Corrosão de armadura de cilindros de betão confinados por duas camadas de GFRP
avaliada por impedância electroquímica
1. INTRODUÇÃO
O desempenho e a durabilidade dos componentes constituintes das infraestruturas
em betão armado constituem uma preocupação crescente na construção civil, tendo
presente os critérios de sustentabilidade actualmente privilegiados. Por outro
lado, a degradação introduzida nessas estruturas por fatores exógenos está na
origem de dispendiosas intervenções de reparação e reforço de estruturas de
betão armado.
A corrosão das armaduras de aço é reconhecida como o maior problema que afeta a
integridade estrutural destas estruturas [1 - 4]. Em pilares de pontes,
garagens subterrâneas e em construções costeiras a presença de elementos
agressivos como os cloretos potencia esta situação [3].

## [Tarefa 1]
Atualize o trecho do texto sobre corrosão de armaduras que começa com "Corrosão de armadura" e vai até "betão armado.", substituindo "sustentabilidade" por "eficiência".
## [Tarefa 2]
Indique se cada afirmação concorda com o texto sobre corrosão de armaduras, respondendo sim ou não e citando as palavras do texto que o decidem: (a) a corrosão das armaduras de aço é vista como o maior problema para a integridade estrutural destas estruturas; (b) os cloretos atenuam a corrosão em construções costeiras; (c) os cilindros de betão estudados estão confinados por três camadas de GFRP.

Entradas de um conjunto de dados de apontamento
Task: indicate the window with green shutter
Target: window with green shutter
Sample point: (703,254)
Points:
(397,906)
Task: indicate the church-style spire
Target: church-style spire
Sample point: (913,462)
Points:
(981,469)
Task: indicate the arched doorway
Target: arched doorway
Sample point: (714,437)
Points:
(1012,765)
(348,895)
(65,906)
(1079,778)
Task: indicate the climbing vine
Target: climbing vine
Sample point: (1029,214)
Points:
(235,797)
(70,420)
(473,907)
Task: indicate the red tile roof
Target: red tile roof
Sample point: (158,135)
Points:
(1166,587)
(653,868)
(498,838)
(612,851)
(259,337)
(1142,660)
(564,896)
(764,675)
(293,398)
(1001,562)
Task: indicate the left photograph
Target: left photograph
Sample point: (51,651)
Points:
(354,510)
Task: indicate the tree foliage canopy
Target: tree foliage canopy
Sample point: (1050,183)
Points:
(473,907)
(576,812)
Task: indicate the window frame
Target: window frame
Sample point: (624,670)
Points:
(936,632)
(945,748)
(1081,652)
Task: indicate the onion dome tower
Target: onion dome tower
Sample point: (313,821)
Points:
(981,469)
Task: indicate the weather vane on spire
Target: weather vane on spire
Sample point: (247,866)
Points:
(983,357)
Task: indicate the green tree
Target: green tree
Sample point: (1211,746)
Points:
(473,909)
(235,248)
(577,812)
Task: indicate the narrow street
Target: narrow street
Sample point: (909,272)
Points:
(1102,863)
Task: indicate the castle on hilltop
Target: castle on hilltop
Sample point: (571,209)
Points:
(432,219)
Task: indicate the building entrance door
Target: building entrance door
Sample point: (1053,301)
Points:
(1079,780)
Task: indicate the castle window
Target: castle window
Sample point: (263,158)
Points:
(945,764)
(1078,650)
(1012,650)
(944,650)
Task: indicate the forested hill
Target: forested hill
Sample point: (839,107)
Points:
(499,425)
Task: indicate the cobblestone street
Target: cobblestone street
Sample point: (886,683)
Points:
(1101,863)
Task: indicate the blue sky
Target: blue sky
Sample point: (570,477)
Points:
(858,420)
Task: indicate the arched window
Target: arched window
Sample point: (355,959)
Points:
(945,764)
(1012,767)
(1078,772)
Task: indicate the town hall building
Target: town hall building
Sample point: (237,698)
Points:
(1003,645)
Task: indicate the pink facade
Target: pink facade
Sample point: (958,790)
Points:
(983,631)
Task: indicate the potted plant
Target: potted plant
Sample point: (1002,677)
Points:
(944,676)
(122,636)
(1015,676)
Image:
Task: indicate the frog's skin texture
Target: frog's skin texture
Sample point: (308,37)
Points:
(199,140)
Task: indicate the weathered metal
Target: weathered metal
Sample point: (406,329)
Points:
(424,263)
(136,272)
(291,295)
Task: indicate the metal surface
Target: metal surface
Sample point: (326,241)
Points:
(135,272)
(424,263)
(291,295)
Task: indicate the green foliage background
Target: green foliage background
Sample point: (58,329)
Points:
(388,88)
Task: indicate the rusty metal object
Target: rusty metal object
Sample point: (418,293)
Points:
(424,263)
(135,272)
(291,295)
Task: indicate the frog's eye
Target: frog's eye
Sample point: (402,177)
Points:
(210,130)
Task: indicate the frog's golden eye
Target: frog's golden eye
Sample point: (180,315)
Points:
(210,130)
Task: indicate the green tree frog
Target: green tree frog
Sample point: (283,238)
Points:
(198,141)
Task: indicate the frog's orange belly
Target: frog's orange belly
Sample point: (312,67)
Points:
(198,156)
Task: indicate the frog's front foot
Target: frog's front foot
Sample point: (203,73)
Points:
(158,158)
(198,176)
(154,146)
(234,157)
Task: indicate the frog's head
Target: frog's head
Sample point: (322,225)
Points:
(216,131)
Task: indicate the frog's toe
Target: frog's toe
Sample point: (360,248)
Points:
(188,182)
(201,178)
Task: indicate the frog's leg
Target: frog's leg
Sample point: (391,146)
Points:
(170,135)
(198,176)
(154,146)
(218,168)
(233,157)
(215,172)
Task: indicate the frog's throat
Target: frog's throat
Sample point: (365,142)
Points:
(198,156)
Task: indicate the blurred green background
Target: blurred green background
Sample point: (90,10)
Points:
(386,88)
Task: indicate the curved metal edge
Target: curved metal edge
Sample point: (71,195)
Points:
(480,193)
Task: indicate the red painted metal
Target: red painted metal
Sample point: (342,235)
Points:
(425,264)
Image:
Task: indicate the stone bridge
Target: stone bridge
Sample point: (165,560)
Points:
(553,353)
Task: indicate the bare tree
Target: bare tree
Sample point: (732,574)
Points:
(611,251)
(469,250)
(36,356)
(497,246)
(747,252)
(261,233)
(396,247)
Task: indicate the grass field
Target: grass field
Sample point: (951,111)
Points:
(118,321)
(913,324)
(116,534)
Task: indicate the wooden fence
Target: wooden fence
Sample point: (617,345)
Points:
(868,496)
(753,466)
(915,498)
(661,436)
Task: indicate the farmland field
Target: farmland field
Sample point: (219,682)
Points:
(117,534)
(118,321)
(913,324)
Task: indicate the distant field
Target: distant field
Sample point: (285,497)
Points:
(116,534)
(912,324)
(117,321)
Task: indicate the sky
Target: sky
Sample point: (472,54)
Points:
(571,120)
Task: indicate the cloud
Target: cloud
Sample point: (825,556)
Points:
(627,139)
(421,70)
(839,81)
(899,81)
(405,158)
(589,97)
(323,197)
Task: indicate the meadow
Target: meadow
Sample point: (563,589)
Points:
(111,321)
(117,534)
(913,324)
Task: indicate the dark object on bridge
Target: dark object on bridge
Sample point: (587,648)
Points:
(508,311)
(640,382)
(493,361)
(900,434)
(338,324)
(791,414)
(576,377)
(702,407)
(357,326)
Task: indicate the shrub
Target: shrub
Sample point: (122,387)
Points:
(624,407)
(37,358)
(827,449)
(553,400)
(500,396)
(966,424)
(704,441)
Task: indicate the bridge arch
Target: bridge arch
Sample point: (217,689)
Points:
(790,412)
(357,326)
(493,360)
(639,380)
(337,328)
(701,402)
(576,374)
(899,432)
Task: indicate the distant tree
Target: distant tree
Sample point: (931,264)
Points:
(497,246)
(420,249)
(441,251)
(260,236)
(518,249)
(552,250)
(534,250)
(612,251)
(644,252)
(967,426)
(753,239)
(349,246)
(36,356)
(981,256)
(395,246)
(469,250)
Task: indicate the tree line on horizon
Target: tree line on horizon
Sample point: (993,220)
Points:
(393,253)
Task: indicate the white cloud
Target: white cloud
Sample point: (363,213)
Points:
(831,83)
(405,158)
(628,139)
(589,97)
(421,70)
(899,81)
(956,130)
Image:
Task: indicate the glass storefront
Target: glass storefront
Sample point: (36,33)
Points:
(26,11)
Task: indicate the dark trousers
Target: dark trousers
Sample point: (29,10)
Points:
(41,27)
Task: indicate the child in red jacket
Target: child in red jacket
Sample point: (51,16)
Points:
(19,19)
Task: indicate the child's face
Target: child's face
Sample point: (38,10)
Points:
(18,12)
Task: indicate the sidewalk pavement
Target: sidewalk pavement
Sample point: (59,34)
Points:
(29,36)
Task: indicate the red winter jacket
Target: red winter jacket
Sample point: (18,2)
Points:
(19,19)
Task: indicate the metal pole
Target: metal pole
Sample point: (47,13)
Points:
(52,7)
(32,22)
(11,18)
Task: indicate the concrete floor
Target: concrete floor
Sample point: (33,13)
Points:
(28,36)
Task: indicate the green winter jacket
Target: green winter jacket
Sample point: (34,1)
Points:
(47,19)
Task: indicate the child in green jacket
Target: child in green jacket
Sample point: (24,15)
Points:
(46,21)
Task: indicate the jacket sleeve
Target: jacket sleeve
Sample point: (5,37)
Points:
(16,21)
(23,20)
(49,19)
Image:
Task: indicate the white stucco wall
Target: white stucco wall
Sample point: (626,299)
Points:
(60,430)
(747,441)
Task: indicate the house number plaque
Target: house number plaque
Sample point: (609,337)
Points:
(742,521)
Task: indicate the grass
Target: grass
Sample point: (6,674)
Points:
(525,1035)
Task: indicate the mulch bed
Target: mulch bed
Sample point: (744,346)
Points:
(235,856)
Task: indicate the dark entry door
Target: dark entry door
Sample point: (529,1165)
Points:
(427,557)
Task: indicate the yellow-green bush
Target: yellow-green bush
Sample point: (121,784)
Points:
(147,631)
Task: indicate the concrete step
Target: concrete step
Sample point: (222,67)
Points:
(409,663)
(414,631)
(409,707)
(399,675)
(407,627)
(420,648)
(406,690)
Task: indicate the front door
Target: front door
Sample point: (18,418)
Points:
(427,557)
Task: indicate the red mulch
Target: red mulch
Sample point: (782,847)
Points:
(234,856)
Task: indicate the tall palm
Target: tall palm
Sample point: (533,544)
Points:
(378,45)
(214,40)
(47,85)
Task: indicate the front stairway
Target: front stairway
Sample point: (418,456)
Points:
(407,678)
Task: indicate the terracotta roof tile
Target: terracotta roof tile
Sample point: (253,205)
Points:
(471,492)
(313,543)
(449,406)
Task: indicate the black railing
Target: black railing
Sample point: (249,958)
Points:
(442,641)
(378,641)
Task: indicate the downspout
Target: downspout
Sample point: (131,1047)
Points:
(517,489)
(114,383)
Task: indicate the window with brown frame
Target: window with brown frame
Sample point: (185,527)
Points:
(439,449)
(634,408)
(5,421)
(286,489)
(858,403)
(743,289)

## [Resposta final 1]
Corrosão de armadura de cilindros de betão confinados por duas camadas de GFRP
avaliada por impedância electroquímica
1. INTRODUÇÃO
O desempenho e a durabilidade dos componentes constituintes das infraestruturas
em betão armado constituem uma preocupação crescente na construção civil, tendo
presente os critérios de eficiência actualmente privilegiados. Por outro
lado, a degradação introduzida nessas estruturas por fatores exógenos está na
origem de dispendiosas intervenções de reparação e reforço de estruturas de
betão armado.

## [Resposta final 2]
(a) Sim: "A corrosão das armaduras de aço é reconhecida como o maior problema que afeta a integridade estrutural destas estruturas".
(b) Não: "a presença de elementos agressivos como os cloretos potencia esta situação".
(c) Não: "cilindros de betão confinados por duas camadas de GFRP".